- Trecho do documento
★ ★ ★ ★ ★

Série vence a “maldição da segunda temporada”, se consolida como uma das melhores atrações da atualidade e prepara a caminhada individual de seus personagens para o futuro
No mundo da música existe uma preocupação sobre a “maldição do segundo álbum”, que é quando uma banda ou artista faz um primeiro disco que arrebata público e crítica – e justamente por isso o peso de sua sequência e como ela será aceita acaba assombrando músicos e envolvidos, podendo elevá-lo ao estrelato definitivo ou a uma queda rumo ao limbo. Acredito que, no caso de séries de TV, deva existir algum tipo de “maldição da segunda temporada” também.
Diversas séries que criaram uma expectativa, um buzz nas redes sociais, uma comoção em sua temporada de estreia, já chegam com um peso enorme em suas costas para agradar novamente o público cativo que construíram, com a “obrigação” de surpreendê-lo uma outra vez e ainda conquistar novos adeptos. Taí True Detective que não me deixa mentir, por exemplo, sem entrar muito nesse mérito.
Esta semana, foi exibido na gringa o season finale da segunda temporada de Penny Dreadful. A série de terror gótica criada por John Logan e Sam Mendes chegou causando estardalhaço, provando que o gênero na TV pode ser classudo e não precisa ficar limitado a vampiros adolescentes, zumbis, caçadores sobrenaturais e outras bobagens superficiais.

★ ★ ★ ★ ★

- Instrução A
Transcreva os registros desde a linha que contém "For each instance of the white door, set" até o fim dos registros, incluindo a primeira e a última linha.

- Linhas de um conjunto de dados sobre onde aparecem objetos

★ ★ ★ ★ ★

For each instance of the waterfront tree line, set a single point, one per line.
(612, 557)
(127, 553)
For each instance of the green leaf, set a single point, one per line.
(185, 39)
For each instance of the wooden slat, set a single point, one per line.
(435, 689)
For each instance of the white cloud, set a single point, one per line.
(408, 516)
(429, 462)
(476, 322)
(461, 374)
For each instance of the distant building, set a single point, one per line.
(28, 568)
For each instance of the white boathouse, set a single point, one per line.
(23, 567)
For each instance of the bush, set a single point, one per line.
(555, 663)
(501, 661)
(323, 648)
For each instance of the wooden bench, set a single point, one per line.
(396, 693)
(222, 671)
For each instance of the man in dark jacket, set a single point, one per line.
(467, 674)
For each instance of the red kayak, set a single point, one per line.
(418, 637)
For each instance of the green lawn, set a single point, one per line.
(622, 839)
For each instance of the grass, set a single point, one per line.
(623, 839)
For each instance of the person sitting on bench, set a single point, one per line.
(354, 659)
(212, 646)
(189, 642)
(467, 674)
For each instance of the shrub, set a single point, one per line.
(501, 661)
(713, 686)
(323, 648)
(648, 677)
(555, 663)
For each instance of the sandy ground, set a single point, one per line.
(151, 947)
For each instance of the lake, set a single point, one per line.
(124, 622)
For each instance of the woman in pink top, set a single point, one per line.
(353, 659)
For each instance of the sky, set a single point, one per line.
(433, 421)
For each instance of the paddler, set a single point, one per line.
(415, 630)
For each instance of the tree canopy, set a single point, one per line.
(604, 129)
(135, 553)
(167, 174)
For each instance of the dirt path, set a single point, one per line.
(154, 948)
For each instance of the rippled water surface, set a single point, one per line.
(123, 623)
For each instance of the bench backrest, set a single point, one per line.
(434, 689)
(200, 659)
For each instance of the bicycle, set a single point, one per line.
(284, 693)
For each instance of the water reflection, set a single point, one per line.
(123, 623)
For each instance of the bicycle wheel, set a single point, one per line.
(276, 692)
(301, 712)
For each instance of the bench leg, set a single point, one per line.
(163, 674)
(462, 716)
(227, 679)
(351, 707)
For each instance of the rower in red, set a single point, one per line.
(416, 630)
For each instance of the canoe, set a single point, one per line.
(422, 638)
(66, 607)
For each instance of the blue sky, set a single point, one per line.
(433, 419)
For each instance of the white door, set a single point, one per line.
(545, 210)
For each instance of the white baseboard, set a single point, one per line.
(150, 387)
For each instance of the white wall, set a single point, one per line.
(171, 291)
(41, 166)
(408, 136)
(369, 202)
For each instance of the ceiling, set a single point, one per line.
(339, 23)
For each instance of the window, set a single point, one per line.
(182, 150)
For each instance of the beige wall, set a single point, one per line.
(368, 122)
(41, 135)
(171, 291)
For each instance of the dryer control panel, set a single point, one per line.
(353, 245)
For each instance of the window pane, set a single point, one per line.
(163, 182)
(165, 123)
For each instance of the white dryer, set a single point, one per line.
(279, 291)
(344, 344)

★ ★ ★ ★ ★

- Instrução B
Responda às perguntas com base na crítica sobre Penny Dreadful.
(i) Segundo a crítica, que preocupação existe no mundo da música?
(ii) Quem criou a série Penny Dreadful?
(iii) Que episódio da série foi exibido esta semana na gringa?

- Resolução do exercício A
For each instance of the white door, set a single point, one per line.
(545, 210)
For each instance of the white baseboard, set a single point, one per line.
(150, 387)
For each instance of the white wall, set a single point, one per line.
(171, 291)
(41, 166)
(408, 136)
(369, 202)
For each instance of the ceiling, set a single point, one per line.
(339, 23)
For each instance of the window, set a single point, one per line.
(182, 150)
For each instance of the beige wall, set a single point, one per line.
(368, 122)
(41, 135)
(171, 291)
For each instance of the dryer control panel, set a single point, one per line.
(353, 245)
For each instance of the window pane, set a single point, one per line.
(163, 182)
(165, 123)
For each instance of the white dryer, set a single point, one per line.
(279, 291)
(344, 344)

- Resolução do exercício B
(i) A "maldição do segundo álbum".
(ii) John Logan e Sam Mendes.
(iii) O season finale da segunda temporada.